Count the lines in the records below that contain the string "cathedral", matching case exactly, and reply with only that number.

______

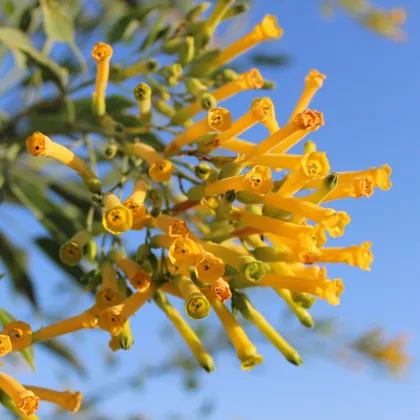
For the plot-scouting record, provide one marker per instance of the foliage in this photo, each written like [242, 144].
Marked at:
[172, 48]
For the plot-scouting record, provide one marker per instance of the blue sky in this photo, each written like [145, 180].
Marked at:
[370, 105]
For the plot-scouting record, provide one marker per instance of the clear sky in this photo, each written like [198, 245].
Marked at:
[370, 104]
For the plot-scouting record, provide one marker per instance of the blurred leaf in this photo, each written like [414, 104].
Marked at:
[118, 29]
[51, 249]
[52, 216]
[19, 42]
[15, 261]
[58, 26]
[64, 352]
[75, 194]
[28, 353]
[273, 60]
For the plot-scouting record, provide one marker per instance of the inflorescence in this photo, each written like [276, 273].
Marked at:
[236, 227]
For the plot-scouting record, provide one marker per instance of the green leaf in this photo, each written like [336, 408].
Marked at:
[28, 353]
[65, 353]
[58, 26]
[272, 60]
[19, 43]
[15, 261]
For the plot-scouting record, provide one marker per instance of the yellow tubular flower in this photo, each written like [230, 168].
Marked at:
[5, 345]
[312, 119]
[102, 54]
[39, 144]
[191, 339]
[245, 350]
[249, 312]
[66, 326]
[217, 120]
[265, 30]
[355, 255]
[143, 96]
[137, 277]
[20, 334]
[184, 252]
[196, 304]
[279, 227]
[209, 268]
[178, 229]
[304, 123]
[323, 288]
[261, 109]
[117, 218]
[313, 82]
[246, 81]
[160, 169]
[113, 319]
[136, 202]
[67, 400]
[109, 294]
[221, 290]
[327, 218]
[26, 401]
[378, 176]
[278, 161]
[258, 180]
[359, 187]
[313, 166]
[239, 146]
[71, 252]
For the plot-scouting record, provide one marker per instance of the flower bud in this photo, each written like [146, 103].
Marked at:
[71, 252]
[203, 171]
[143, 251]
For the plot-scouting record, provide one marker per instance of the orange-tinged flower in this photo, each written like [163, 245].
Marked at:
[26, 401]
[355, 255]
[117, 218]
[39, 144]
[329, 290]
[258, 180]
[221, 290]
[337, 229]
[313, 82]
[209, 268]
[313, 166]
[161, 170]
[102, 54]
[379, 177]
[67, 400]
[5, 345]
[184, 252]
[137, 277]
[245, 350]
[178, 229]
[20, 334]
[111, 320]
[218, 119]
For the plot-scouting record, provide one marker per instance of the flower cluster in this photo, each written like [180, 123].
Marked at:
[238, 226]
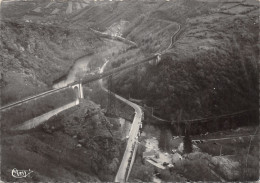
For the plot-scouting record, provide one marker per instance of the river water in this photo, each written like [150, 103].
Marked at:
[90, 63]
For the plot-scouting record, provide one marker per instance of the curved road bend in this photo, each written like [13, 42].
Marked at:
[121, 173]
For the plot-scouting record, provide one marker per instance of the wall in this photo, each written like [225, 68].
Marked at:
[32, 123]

______

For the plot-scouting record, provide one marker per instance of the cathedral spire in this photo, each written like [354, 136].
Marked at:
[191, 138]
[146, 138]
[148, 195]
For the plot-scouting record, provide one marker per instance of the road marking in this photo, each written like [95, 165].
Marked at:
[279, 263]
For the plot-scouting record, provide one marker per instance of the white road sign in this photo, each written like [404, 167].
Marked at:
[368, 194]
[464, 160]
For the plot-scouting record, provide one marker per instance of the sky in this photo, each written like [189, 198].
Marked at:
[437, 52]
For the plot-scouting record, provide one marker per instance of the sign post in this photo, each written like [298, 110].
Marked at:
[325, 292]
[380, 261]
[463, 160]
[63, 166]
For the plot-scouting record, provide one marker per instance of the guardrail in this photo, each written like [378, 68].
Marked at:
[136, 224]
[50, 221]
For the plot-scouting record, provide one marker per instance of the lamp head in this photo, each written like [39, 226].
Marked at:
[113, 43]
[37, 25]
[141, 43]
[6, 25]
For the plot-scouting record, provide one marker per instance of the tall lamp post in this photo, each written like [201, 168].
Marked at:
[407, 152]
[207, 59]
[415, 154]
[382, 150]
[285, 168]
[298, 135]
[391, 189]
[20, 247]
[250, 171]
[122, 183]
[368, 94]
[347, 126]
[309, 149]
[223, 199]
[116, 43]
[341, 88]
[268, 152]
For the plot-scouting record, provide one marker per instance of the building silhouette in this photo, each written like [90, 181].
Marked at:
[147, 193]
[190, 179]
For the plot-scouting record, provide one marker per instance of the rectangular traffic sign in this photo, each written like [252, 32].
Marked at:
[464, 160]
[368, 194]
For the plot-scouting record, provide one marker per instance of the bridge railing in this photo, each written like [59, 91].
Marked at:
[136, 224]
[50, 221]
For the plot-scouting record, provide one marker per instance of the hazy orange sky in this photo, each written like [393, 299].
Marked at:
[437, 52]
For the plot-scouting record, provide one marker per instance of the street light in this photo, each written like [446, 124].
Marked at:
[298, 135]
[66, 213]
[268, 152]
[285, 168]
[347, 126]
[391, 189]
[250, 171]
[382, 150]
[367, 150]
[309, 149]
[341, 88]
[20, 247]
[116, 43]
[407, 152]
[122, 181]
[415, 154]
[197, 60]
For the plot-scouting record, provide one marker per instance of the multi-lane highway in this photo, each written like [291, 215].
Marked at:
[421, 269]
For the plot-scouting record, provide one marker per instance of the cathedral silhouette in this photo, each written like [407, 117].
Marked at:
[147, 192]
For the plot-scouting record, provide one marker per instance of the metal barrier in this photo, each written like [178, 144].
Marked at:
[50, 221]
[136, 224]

______

_Answer to this problem_
2